Iran Tidak Akan Bernegosiasi di Bawah Intimidasi Saat Donald Trump Meningkatkan Tekanan

RIAU24.COM - Iran mengatakan pada hari Senin bahwa pihaknya tidak akan bernegosiasi di bawah ‘intimidasi’, setelah Presiden AS Donald Trump berusaha untuk meningkatkan tekanan pada Teheran dengan mengakhiri keringanan sanksi yang telah memungkinkan Irak untuk membeli listrik dari tetangganya Syiah.
Misi Iran untuk PBB telah mengindikasikan pada hari Minggu bahwa Teheran mungkin terbuka untuk pembicaraan yang bertujuan untuk mengatasi kekhawatiran AS tentang potensi militerisasi program nuklirnya, meskipun tidak untuk mengakhiri program sepenuhnya.
Tetapi pada hari Senin, diplomat top Iran tampaknya membanting pintu pada diskusi semacam itu, mengatakan program nuklir Teheran adalah dan akan selalu sepenuhnya damai dan jadi tidak ada yang namanya 'potensi militerisasi'.
"Kami TIDAK akan bernegosiasi di bawah tekanan dan intimidasi. Kami bahkan tidak akan mempertimbangkannya, tidak peduli apa subjeknya," kata menteri luar negeri Abbas Araghchi di platform media sosial X.
Sejak kembali ke Gedung Putih pada bulan Januari, Trump telah mengembalikan kebijakannya untuk memberikan tekanan maksimum terhadap Iran, memberlakukan kembali sanksi menyeluruh yang bertujuan untuk menghancurkan industri minyaknya pada khususnya.
Departemen Luar Negeri AS mengatakan pada hari Minggu bahwa keputusan untuk tidak memperbarui keringanan sanksi Irak dibuat untuk memastikan kami tidak mengizinkan Iran dalam tingkat bantuan ekonomi atau keuangan.
Iran memasok sepertiga dari gas dan listrik Irak, memberi Teheran pendapatan yang besar.
Pada hari Minggu, misi Iran untuk PBB telah menyuarakan catatan yang lebih damai, menyarankan Teheran mungkin bersedia untuk membahas isu-isu tertentu.
"Jika tujuan negosiasi adalah untuk mengatasi kekhawatiran terhadap potensi militerisasi program nuklir Iran, diskusi semacam itu dapat dipertimbangkan," kata sebuah pernyataan dari misi tersebut.
"Namun, jika tujuannya adalah pembongkaran program nuklir damai Iran untuk mengklaim bahwa apa yang gagal dicapai Presiden Barack Obama sekarang telah tercapai, negosiasi semacam itu tidak akan pernah terjadi," katanya.
Pengabaian untuk Irak diperkenalkan pada 2018, ketika Washington memberlakukan kembali sanksi terhadap Teheran setelah Trump meninggalkan kesepakatan nuklir dengan Iran yang dinegosiasikan di bawah Obama.

# Baris Data
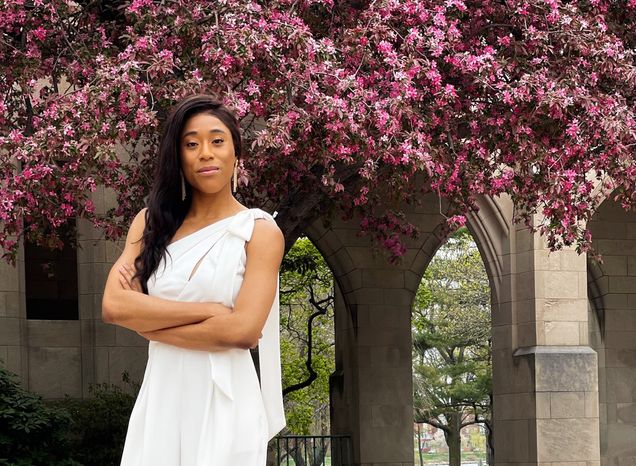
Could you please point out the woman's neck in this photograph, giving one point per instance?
(207, 207)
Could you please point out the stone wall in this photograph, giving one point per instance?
(613, 298)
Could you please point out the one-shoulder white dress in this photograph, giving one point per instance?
(200, 408)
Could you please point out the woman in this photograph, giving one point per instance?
(198, 278)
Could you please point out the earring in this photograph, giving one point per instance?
(235, 177)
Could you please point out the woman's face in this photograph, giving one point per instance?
(207, 153)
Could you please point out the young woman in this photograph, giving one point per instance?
(198, 278)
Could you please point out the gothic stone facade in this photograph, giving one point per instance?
(563, 335)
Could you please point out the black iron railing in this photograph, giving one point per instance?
(313, 450)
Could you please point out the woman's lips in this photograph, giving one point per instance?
(206, 171)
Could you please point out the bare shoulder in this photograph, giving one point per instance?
(267, 240)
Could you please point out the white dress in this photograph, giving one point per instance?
(200, 408)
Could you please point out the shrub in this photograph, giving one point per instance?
(98, 424)
(31, 432)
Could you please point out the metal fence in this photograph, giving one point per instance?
(313, 450)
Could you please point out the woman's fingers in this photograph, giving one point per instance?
(126, 273)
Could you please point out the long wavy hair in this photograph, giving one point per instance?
(166, 208)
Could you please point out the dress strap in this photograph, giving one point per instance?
(242, 228)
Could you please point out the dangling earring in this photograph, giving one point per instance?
(235, 177)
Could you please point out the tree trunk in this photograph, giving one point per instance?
(490, 451)
(419, 443)
(454, 439)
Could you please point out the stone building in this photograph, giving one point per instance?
(564, 335)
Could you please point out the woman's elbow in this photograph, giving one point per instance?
(245, 340)
(109, 309)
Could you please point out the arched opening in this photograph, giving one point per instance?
(452, 367)
(307, 294)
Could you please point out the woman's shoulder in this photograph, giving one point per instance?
(137, 226)
(266, 232)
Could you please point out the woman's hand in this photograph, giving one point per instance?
(126, 274)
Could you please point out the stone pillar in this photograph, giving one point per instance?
(107, 350)
(13, 330)
(546, 396)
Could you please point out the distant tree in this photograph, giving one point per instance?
(451, 342)
(307, 347)
(307, 338)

# Tugas
a – Tuliskan ulang kata demi kata bagian bacaan tentang Iran dan tekanan AS yang dibuka dengan kata-kata "Tetapi pada hari" dan ditutup dengan "ekonomi atau keuangan.".
b – Menurut bacaan tentang Iran dan tekanan AS, berapa bagian gas dan listrik Irak yang dipasok oleh Iran?

# Kunci Jawaban
a –
Tetapi pada hari Senin, diplomat top Iran tampaknya membanting pintu pada diskusi semacam itu, mengatakan program nuklir Teheran adalah dan akan selalu sepenuhnya damai dan jadi tidak ada yang namanya 'potensi militerisasi'.
"Kami TIDAK akan bernegosiasi di bawah tekanan dan intimidasi. Kami bahkan tidak akan mempertimbangkannya, tidak peduli apa subjeknya," kata menteri luar negeri Abbas Araghchi di platform media sosial X.
Sejak kembali ke Gedung Putih pada bulan Januari, Trump telah mengembalikan kebijakannya untuk memberikan tekanan maksimum terhadap Iran, memberlakukan kembali sanksi menyeluruh yang bertujuan untuk menghancurkan industri minyaknya pada khususnya.
Departemen Luar Negeri AS mengatakan pada hari Minggu bahwa keputusan untuk tidak memperbarui keringanan sanksi Irak dibuat untuk memastikan kami tidak mengizinkan Iran dalam tingkat bantuan ekonomi atau keuangan.

b – Sepertiga dari gas dan listrik Irak.